Quoted passage:
----
I began 2010 quietly, no fireworks or family or crowds of people, just one lone firecracker in the distance to mark the second the new year began. At that moment I felt expectant and excited to be beginning yet another year of life, but a couple of days later I fell into a slump. It's like my life is this puzzle with some pieces missing and I won't be content until I find the missing pieces. I know no one stops me from being happy. I do that on my own, not willfully or anything, but I slip into the negative and then return to the positive eventually. This blog is a witness of that. Life is about ups and downs, good times and bad times, confidence and insecurity.
This year I found two old friends on the internet, but my insecurity has made me shy away from contacting them. They weren't just old friends, they were my best friends in high school. After we drifted apart, time stood still for me. I didn't make new friends. They were the last close friends that I had. But that was almost 30 years ago. To reconnect with them would mean a lot to me, but it would require revealing myself and my circumstances. Why don't I feel ready to do that? I'm afraid of rejection. That's not a good enough reason. We all have to take risks in order to grow. Still, when it comes to me bonding with other people, I pull away. A part of me wants to pull away and a part of me wants to get closer, so I get somewhat pulled apart.
----
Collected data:
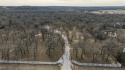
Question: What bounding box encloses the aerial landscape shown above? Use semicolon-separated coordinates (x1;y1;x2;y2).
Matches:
0;0;125;70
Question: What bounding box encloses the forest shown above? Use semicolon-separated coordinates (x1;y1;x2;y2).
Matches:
0;7;125;65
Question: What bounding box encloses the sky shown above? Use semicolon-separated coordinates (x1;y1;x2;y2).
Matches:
0;0;125;6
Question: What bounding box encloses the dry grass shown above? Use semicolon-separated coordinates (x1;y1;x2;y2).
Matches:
0;64;59;70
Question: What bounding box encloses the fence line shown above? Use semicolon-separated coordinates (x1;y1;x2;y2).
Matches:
0;60;59;65
72;60;122;68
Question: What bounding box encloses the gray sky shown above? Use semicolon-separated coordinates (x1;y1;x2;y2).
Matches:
0;0;125;6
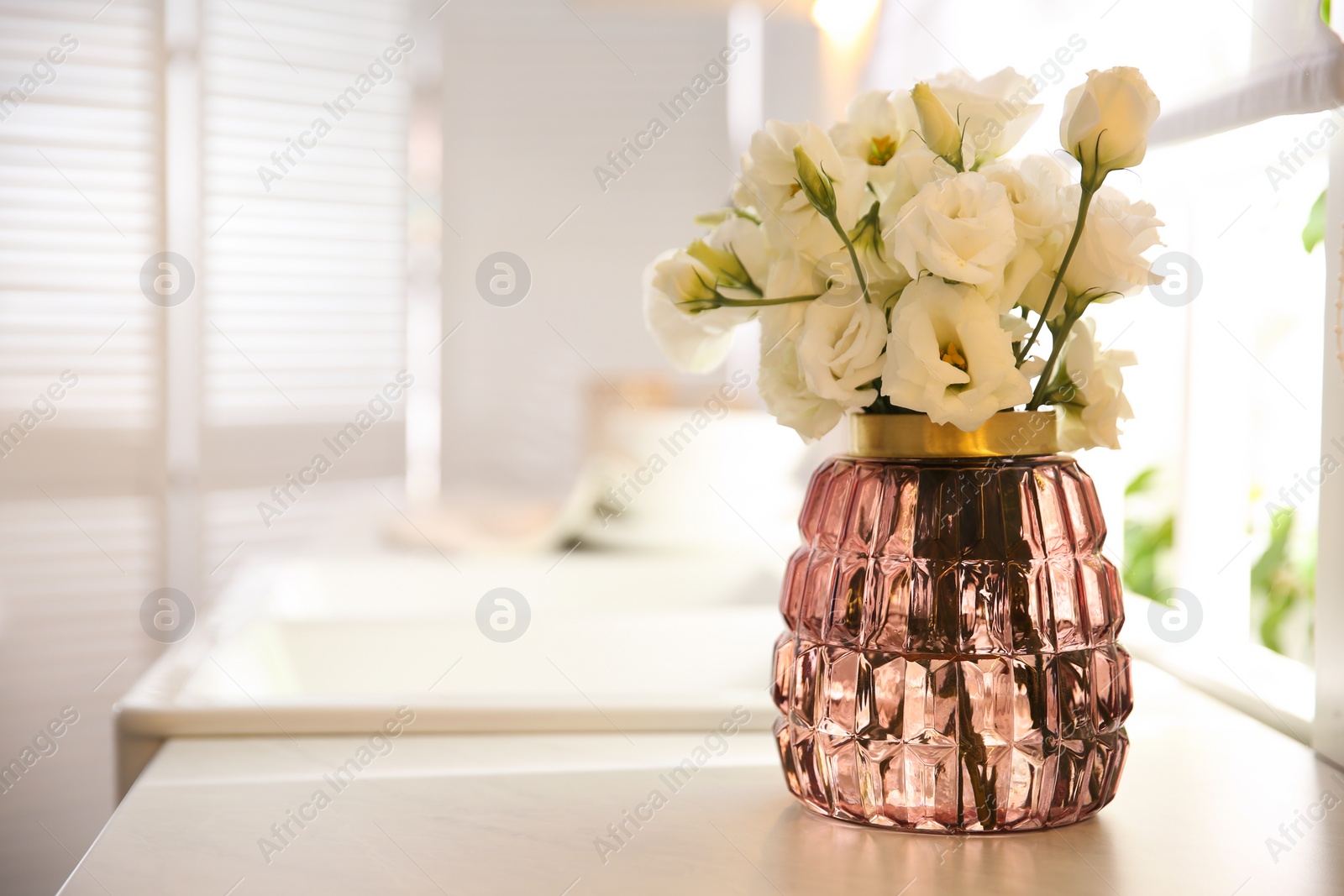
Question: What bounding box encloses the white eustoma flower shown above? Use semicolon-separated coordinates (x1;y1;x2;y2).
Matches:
882;172;1017;287
739;121;869;258
929;69;1044;170
1053;318;1138;451
981;156;1077;314
798;285;887;408
643;217;769;374
757;302;844;442
831;90;918;186
882;277;1031;432
979;156;1078;242
1055;184;1163;304
1059;65;1161;186
882;139;957;226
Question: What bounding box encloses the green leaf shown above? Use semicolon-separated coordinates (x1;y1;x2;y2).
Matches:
1302;187;1329;251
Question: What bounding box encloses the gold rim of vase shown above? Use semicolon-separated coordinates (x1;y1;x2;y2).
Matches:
849;408;1059;458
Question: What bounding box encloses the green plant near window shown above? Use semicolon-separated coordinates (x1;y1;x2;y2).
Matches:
1252;508;1315;658
1124;466;1176;600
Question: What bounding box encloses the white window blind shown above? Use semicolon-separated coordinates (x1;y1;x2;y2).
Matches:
0;0;163;893
202;0;415;427
0;0;160;428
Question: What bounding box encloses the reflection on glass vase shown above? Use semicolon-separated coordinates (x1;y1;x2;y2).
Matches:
774;412;1131;833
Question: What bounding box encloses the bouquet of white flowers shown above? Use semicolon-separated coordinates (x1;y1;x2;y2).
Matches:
643;67;1161;450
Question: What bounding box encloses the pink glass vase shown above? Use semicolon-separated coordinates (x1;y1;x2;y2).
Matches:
774;414;1133;833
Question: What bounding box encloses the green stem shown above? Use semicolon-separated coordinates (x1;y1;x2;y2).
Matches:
827;215;872;302
1026;301;1089;411
714;296;820;307
1017;186;1097;367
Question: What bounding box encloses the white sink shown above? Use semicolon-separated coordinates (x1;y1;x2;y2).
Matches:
117;548;782;786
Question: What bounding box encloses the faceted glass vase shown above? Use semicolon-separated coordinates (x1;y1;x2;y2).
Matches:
774;455;1131;833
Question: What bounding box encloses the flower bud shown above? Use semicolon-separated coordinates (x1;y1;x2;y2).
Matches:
910;81;961;170
685;239;751;289
793;144;836;217
1059;65;1161;190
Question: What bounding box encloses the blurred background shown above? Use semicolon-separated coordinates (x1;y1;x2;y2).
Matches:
0;0;1327;893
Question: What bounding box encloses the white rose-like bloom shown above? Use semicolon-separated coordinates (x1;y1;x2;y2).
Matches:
757;302;844;442
1055;318;1138;451
929;69;1044;168
882;172;1017;287
1058;184;1163;299
882;277;1031;432
1059;65;1161;186
643;217;769;374
739;121;869;258
879;146;957;226
831;90;919;191
981;156;1077;313
798;287;887;408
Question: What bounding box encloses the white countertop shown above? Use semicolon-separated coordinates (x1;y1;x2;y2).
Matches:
60;663;1344;896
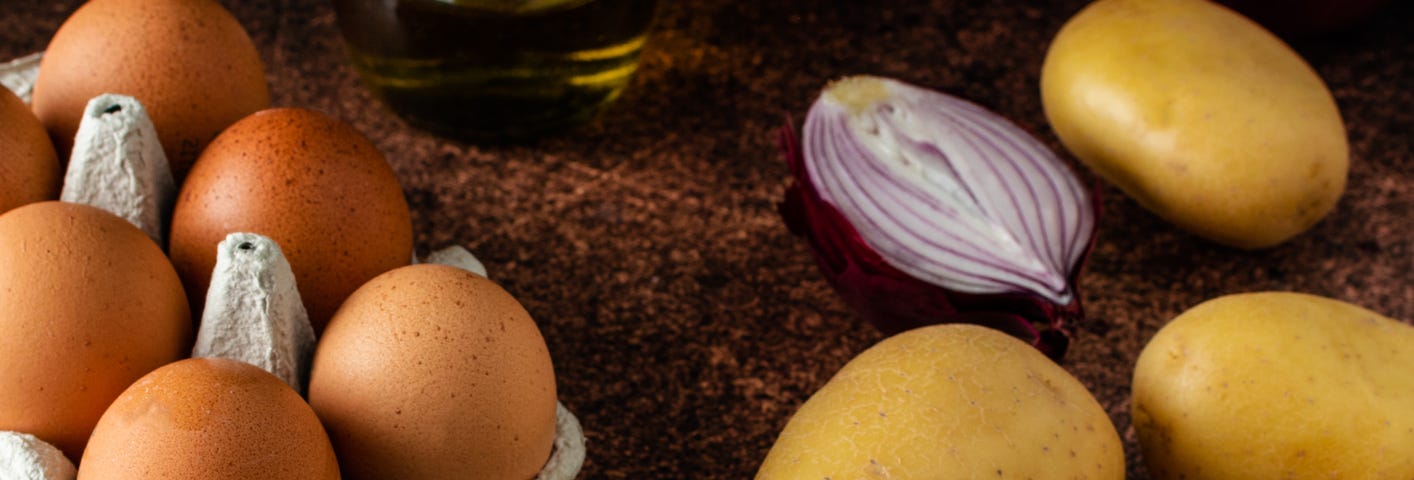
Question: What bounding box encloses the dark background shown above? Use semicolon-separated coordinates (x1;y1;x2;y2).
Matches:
0;0;1414;479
----
Check your understanding:
[a] Decide whether each statement agrees with the blog post, answering yes or no and quoting the words that settle it: (i) The writer welcomed 2010 surrounded by family. (ii) The writer located two old friends online this year. (iii) After drifting apart from the high school friends, the writer made new friends.
[b] List every pair of opposites that the blog post says life is about.
Use only the blog post when responding.

Answers in order:
[a]
(i) No: "no fireworks or family or crowds of people"
(ii) Yes: "This year I found two old friends on the internet"
(iii) No: "I didn't make new friends."

[b]
- ups and downs
- good times and bad times
- confidence and insecurity